▶ _SOURCE EXTRACT_
'''

So I am writing custom dataset for medical images, with .nii (NIFTI1 format), but there is a confusion.
My dataloader returns the shape torch.Size (1,1,256,256,51)
. But NIFTI volumes use anatomical axes, different coordinate system, so it doesn’t make any sense to permute the axes, which I normally would with volume made of 2D images each stored separately in local drive with 51 slice images (or depth), as Conv3D follows the convention (N,C,D,H,W).
so torch.Size (1,1,256,256,51)
(ordinarily 51 would be the depth) doesn’t follow the convention (N,C,D,H,W)
, but I should not permute the axes as the data uses entirely different coordinate system ?
In pytorch 3d convolution layer naming of the 3 dimensions you do convolution on is not really important (e.g. this layer doesn't really have a special treatment for depth compared to height). All difference is coming from kernel_size argument (and also padding if you use that). If you permute the dimensions and correspondingly permute the kernel_size parameters nothing will really change. So you can either permute your input's dimensions using e.g. x.permute(0, 1, 4, 2, 3)
or continue using your initial tensor with depth as the last dimension.
Just to clarify - if you wanted to use kernel_size=(2, 10, 10)
on your DxHxW image, now you can instead to use kernel_size=(10, 10, 2)
on your HxWxD image. If you want all your code explicitly assume that dimension order is always D, H, W then you can create tensor with permuted dimensions using x.permute(0, 1, 4, 2, 3)
.
Let me know if I somehow misunderstand the problem you have.

'''

▶ _MATERIAL PROVIDED_
'''

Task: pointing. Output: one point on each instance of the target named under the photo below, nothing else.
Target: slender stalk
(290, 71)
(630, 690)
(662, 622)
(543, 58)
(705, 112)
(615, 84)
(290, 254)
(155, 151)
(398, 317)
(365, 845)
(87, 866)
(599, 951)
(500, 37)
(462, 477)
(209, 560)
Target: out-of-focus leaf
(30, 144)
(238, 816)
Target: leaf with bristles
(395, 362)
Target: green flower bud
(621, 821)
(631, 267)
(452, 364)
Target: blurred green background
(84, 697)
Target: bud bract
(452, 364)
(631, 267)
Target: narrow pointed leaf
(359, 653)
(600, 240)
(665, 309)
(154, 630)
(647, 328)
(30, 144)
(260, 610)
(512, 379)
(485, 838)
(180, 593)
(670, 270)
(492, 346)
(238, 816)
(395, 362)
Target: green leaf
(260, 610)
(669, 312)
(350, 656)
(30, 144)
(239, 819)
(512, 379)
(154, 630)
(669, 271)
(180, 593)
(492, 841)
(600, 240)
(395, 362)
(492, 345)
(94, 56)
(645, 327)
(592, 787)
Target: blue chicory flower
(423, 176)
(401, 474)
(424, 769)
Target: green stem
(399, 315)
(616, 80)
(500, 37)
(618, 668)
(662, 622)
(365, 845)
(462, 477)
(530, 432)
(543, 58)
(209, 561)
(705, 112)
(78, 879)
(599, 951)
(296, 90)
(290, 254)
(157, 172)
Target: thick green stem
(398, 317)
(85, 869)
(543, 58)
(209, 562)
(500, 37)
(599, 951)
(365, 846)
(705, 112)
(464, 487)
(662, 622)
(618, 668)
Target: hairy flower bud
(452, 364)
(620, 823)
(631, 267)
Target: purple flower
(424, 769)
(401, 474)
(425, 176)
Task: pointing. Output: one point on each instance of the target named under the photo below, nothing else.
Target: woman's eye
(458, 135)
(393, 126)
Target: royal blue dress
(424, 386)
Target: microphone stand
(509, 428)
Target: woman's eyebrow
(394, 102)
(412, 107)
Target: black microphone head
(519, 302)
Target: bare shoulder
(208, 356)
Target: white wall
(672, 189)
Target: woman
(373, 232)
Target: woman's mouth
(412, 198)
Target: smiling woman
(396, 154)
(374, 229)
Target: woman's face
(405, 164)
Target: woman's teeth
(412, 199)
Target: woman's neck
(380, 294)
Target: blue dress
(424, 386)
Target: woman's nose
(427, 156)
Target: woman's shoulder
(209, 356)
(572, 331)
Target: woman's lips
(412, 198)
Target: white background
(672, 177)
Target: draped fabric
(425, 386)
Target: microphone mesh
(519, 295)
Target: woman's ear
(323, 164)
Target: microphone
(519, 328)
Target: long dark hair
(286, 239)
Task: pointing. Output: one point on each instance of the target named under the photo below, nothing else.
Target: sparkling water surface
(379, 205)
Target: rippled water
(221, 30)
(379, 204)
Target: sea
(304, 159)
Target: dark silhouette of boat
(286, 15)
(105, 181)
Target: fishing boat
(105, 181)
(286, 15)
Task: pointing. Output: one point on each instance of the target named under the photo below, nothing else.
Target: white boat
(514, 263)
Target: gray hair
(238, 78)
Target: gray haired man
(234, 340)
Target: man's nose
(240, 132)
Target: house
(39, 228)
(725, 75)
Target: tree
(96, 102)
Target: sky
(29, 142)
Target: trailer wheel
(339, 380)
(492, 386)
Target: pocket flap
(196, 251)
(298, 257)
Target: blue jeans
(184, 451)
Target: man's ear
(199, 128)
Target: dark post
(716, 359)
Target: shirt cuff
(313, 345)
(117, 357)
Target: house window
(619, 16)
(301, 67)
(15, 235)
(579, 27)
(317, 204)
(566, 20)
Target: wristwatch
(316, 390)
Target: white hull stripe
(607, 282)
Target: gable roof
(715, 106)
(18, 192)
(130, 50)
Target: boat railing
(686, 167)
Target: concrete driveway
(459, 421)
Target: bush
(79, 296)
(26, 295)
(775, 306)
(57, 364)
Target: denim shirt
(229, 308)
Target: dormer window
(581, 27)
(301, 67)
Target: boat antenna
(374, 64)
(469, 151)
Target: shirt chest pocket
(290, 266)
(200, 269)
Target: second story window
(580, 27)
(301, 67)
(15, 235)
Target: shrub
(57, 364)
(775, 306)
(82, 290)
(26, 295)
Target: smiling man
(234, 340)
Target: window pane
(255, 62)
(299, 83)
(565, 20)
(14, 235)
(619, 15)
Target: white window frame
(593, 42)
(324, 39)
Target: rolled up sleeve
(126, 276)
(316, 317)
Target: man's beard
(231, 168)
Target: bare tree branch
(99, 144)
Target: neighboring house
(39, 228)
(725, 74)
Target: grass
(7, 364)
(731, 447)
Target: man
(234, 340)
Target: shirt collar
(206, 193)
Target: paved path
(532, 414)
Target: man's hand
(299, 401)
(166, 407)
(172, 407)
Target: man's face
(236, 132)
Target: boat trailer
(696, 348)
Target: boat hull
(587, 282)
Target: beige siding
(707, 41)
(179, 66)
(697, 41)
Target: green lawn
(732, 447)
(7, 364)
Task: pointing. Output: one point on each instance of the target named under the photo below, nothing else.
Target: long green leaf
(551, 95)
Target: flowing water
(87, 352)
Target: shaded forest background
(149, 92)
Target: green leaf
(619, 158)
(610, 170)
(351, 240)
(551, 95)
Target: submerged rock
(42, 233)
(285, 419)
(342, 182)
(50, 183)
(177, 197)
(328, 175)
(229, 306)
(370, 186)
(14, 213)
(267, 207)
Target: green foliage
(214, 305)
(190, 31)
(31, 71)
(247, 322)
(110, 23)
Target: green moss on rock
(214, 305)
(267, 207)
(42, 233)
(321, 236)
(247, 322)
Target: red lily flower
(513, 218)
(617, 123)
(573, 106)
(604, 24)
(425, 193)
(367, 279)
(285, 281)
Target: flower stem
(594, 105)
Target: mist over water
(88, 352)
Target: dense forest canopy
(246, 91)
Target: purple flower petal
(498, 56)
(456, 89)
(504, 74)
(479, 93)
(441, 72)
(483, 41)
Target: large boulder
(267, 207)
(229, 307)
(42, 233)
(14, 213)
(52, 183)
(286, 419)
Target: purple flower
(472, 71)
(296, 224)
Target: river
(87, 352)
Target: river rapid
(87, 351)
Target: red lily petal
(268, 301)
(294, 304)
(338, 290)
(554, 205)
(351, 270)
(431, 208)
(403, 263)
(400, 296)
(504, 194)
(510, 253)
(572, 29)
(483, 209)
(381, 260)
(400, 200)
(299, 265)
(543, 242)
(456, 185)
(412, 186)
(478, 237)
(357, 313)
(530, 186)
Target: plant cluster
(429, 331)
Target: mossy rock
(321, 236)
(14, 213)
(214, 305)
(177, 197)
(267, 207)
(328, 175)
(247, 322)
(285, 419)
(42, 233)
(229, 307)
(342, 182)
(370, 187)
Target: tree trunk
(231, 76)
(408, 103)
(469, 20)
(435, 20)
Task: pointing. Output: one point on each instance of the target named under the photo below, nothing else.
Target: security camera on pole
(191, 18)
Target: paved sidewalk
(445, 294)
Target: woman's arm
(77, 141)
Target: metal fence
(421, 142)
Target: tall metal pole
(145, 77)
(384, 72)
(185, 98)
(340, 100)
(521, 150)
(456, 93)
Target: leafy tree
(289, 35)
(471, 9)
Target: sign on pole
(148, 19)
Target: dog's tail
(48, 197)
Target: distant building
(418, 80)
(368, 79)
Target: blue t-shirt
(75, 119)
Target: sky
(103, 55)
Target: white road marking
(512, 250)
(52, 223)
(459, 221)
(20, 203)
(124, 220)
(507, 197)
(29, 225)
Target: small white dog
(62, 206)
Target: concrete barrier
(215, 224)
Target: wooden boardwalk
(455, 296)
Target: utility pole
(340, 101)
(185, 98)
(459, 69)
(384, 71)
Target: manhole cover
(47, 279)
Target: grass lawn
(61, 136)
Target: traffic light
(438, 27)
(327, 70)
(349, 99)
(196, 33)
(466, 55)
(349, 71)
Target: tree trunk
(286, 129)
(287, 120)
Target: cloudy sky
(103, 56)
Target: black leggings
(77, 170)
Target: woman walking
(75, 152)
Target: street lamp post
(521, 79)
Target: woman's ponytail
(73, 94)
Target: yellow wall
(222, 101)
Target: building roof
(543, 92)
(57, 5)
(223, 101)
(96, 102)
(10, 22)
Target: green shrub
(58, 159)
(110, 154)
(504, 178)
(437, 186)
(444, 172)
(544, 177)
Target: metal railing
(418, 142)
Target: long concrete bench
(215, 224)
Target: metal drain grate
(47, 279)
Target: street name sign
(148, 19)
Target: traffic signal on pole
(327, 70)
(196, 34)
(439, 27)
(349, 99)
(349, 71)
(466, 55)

'''

▶ _TASK DESCRIPTION_
Retype the passage of the forum thread on 3D convolution axes between "My dataloader returns" and "follow the convention (N,C,D,H,W)", inclusive, without altering any wording.

▶ _SOLVED PROBLEM_
My dataloader returns the shape torch.Size (1,1,256,256,51)
. But NIFTI volumes use anatomical axes, different coordinate system, so it doesn’t make any sense to permute the axes, which I normally would with volume made of 2D images each stored separately in local drive with 51 slice images (or depth), as Conv3D follows the convention (N,C,D,H,W).
so torch.Size (1,1,256,256,51)
(ordinarily 51 would be the depth) doesn’t follow the convention (N,C,D,H,W)